=== TEXT FOR ANALYSIS ===

Wednesday, June 9, 2010

Viva Cuba through Literature

In the wake of the Arizona Law recently passed to give authorities the right to racially profile Hispanics, I thought it would be interesting to highlight a couple Cubans who have contributed to the literary world. Two people who have contributed to the United States and the world are Jose Yglesias and Severo Sarduy; both were Cuban immigrants who arrived at this country for a new life and prospered. Not only did they get fame and fortune (the fortune you obtain when you accomplish self fulfilling goals), but they gave us great literary pieces to reference for years, decades, centuries to come.
Jose Yglesias was a Cuban writer born and raised in Ybor City, Florida a section of Tampa where most Cuban immigrants migrate to. In 1937 he served the United States navy during World War two. He studied at Black Mountain College and was the film critic for The Daily Worker. For more than 10 years he was an executive for the pharmaceutical company Merck, Sharp & Dohme.
Jose Yglesias wrote seven novels and four works of non-fiction. Jose Yglesias was known throughout the country for writing A Wake in Ybor City (1973), about Cubans who immigrated to Florida and The Franco Years (1975), a series of interviews, with people who lived in Spain under Francisco Franco's dictatorship.
Yglesias died at the age of seventy five at Beth Israel Hospital in Manhattan of cancer November 1995 of cancer. He was one of the greats of this country’s foreign literature like Ernest Hemmingway and Emily Dickinson. Another great writer, novelist, playwright, and critic was Severo Sarduy.
Severo Sarduy was born in Camaguey, Cuba in February 25, 1937. He went to elementary and high school in Cuba and earned a degree in Bachelors of Arts and Sciences in 1955 at the Institute of Higher Learning. After that he went to Havana to study medicine but was only able to complete a year in school because the dictator at the time Fulgencio Batista closed down the school.

=== LISTED RECORDS ===

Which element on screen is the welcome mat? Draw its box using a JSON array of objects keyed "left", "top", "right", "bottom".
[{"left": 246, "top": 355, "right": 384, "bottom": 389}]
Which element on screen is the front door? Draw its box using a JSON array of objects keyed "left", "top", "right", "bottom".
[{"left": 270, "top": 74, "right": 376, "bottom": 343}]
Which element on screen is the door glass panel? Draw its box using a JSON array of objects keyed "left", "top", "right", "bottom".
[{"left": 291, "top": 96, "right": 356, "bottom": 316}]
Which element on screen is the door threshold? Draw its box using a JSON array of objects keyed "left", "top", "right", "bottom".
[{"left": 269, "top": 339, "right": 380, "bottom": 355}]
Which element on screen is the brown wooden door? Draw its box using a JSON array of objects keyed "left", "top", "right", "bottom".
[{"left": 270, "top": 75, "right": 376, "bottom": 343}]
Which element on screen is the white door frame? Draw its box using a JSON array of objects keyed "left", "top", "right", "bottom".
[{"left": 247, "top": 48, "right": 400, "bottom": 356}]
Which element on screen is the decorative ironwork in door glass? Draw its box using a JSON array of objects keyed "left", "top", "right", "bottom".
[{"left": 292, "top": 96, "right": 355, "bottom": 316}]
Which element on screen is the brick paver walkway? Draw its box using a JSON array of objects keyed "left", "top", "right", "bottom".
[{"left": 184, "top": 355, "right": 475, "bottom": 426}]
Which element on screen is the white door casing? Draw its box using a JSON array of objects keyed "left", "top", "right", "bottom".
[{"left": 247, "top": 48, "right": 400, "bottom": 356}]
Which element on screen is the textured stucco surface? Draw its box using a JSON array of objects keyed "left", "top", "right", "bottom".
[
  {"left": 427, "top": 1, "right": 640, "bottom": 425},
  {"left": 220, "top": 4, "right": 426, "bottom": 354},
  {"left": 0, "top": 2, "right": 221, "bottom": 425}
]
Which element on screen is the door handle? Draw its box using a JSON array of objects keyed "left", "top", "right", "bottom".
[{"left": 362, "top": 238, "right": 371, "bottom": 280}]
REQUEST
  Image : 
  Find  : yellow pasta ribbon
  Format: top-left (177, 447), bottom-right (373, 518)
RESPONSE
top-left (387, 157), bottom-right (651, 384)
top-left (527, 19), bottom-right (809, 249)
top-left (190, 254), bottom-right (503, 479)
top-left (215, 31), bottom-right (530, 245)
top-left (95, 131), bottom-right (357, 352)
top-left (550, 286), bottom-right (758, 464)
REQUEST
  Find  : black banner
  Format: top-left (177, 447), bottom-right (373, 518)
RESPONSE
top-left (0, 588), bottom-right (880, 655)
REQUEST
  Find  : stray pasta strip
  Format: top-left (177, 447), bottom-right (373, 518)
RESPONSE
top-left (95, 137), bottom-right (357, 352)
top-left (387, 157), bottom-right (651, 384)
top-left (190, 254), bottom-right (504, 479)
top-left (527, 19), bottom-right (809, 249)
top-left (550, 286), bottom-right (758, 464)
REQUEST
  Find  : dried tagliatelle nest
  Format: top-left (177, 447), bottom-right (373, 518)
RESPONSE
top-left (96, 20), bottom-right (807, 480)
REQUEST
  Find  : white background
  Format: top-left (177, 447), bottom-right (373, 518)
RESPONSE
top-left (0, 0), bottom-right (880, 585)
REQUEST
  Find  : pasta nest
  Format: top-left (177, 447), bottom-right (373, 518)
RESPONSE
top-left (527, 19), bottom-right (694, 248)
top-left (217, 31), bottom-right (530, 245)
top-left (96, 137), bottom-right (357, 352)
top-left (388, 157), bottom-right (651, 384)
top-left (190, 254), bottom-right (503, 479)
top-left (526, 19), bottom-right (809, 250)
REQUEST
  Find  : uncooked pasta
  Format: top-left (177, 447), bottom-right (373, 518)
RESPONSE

===

• [WHAT IS REQUIRED]
List every person the blog post about Cuban writers mentions by name. The listing comes from a different source than the blog post above it.

• [EXPECTED OUTPUT]
Jose Yglesias, Severo Sarduy, Francisco Franco, Ernest Hemmingway, Emily Dickinson, Fulgencio Batista